**OBIETTIVO:** Disponi tutte le righe dei record seguenti in una tabella Markdown con le colonne «Numero» e «Riga», omettendo le righe vuote. Lascia fuori dalla tabella le immagini.

**INFORMAZIONI ESTRATTE:**

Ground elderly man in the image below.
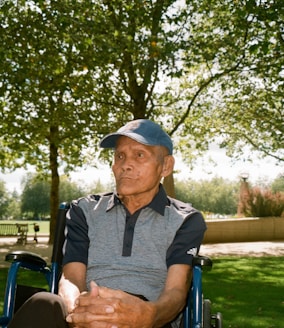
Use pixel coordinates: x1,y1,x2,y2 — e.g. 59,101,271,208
10,119,206,328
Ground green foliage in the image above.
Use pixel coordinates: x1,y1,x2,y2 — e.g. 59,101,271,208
0,181,9,220
244,187,284,217
271,174,284,192
176,177,239,215
0,0,284,237
21,174,108,219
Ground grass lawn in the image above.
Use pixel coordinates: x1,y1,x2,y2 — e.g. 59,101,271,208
0,256,284,328
203,257,284,328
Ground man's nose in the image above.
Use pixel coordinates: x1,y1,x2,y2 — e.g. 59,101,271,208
121,157,134,171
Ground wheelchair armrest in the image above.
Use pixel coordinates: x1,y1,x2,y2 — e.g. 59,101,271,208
192,255,213,270
5,251,47,271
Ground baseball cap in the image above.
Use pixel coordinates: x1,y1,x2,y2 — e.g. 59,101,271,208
100,119,173,155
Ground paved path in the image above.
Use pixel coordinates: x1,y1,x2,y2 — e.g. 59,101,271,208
0,236,284,268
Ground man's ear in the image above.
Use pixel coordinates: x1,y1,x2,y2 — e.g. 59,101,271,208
162,155,175,178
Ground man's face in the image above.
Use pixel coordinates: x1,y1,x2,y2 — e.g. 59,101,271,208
112,136,170,197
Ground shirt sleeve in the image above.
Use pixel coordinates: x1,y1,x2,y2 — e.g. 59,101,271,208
166,212,206,267
62,201,89,265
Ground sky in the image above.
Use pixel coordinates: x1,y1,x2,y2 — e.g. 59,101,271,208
0,147,284,193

**RISPOSTA CORRETTA:**
| Numero | Riga |
|---|---|
| 1 | Ground elderly man in the image below. |
| 2 | Use pixel coordinates: x1,y1,x2,y2 — e.g. 59,101,271,208 |
| 3 | 10,119,206,328 |
| 4 | Ground green foliage in the image above. |
| 5 | Use pixel coordinates: x1,y1,x2,y2 — e.g. 59,101,271,208 |
| 6 | 0,181,9,220 |
| 7 | 244,187,284,217 |
| 8 | 271,174,284,192 |
| 9 | 176,177,239,215 |
| 10 | 0,0,284,237 |
| 11 | 21,174,108,219 |
| 12 | Ground grass lawn in the image above. |
| 13 | Use pixel coordinates: x1,y1,x2,y2 — e.g. 59,101,271,208 |
| 14 | 0,256,284,328 |
| 15 | 203,257,284,328 |
| 16 | Ground man's nose in the image above. |
| 17 | Use pixel coordinates: x1,y1,x2,y2 — e.g. 59,101,271,208 |
| 18 | 121,157,134,171 |
| 19 | Ground wheelchair armrest in the image above. |
| 20 | Use pixel coordinates: x1,y1,x2,y2 — e.g. 59,101,271,208 |
| 21 | 192,255,213,270 |
| 22 | 5,251,47,271 |
| 23 | Ground baseball cap in the image above. |
| 24 | Use pixel coordinates: x1,y1,x2,y2 — e.g. 59,101,271,208 |
| 25 | 100,119,173,155 |
| 26 | Ground paved path in the image above. |
| 27 | Use pixel coordinates: x1,y1,x2,y2 — e.g. 59,101,271,208 |
| 28 | 0,236,284,268 |
| 29 | Ground man's ear in the image above. |
| 30 | Use pixel coordinates: x1,y1,x2,y2 — e.g. 59,101,271,208 |
| 31 | 162,155,175,178 |
| 32 | Ground man's face in the image above. |
| 33 | Use pixel coordinates: x1,y1,x2,y2 — e.g. 59,101,271,208 |
| 34 | 112,136,170,197 |
| 35 | Ground shirt sleeve in the image above. |
| 36 | Use pixel coordinates: x1,y1,x2,y2 — e.g. 59,101,271,208 |
| 37 | 166,212,206,267 |
| 38 | 62,201,89,265 |
| 39 | Ground sky in the image above. |
| 40 | Use pixel coordinates: x1,y1,x2,y2 — e.g. 59,101,271,208 |
| 41 | 0,147,284,193 |